→ WORK TO DO: Rewrite the stretch from the line containing "Quickstart: pass the photo above" through the end of the material, putting "tree leaves" in place of "tree foliage" and leaving everything else the same.

→ SUPPLIED DATA:
------------------------------------

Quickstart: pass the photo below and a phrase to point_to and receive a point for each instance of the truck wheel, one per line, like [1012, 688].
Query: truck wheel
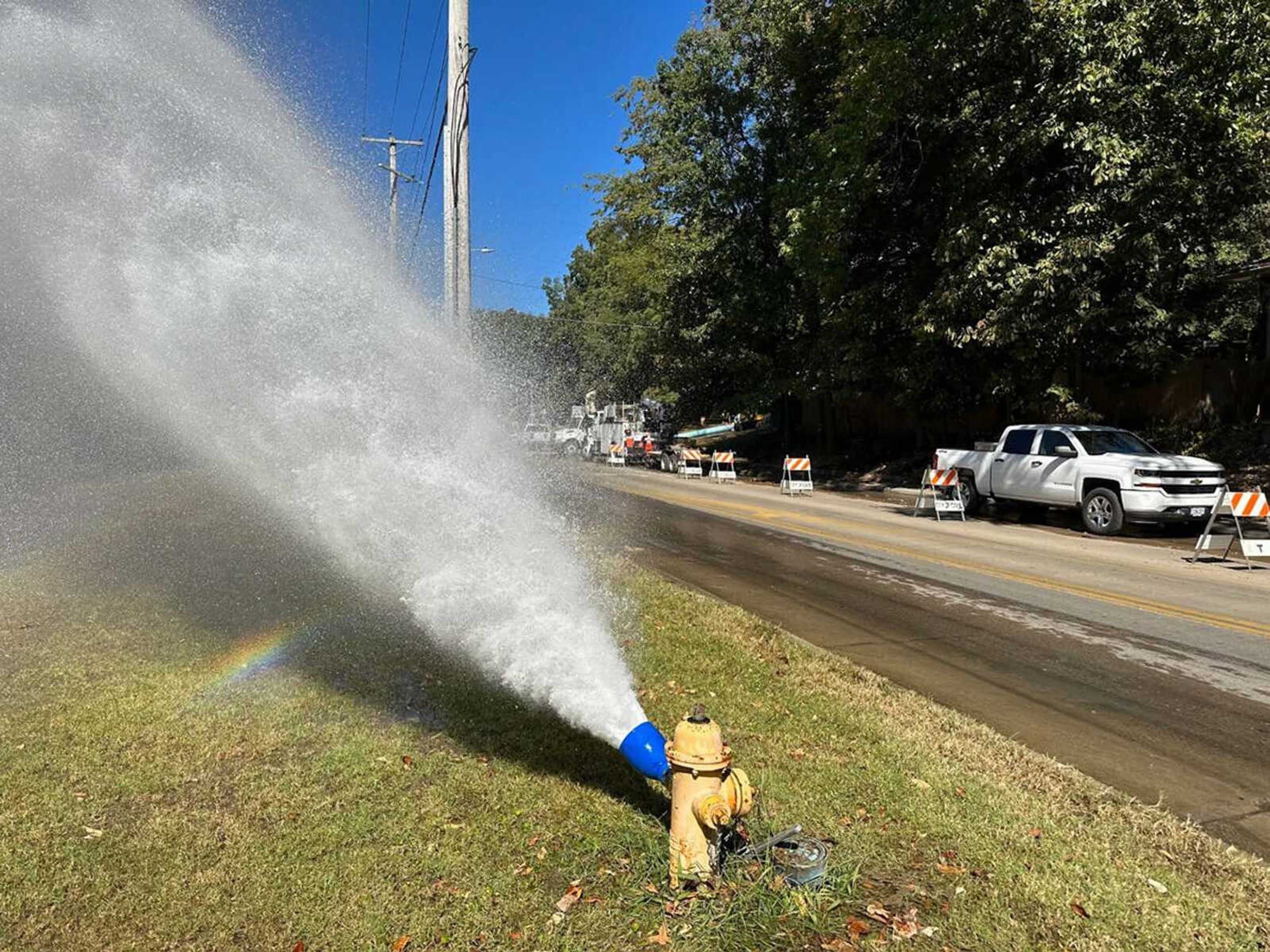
[969, 493]
[1102, 512]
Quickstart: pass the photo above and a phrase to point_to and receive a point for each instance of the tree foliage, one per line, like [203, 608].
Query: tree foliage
[945, 202]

------------------------------------

→ THE SOLUTION:
Quickstart: pass the photo above and a phrase to point_to and receive a point for each instance of the tree leaves, one per line, like [203, 608].
Query: tree leaves
[945, 202]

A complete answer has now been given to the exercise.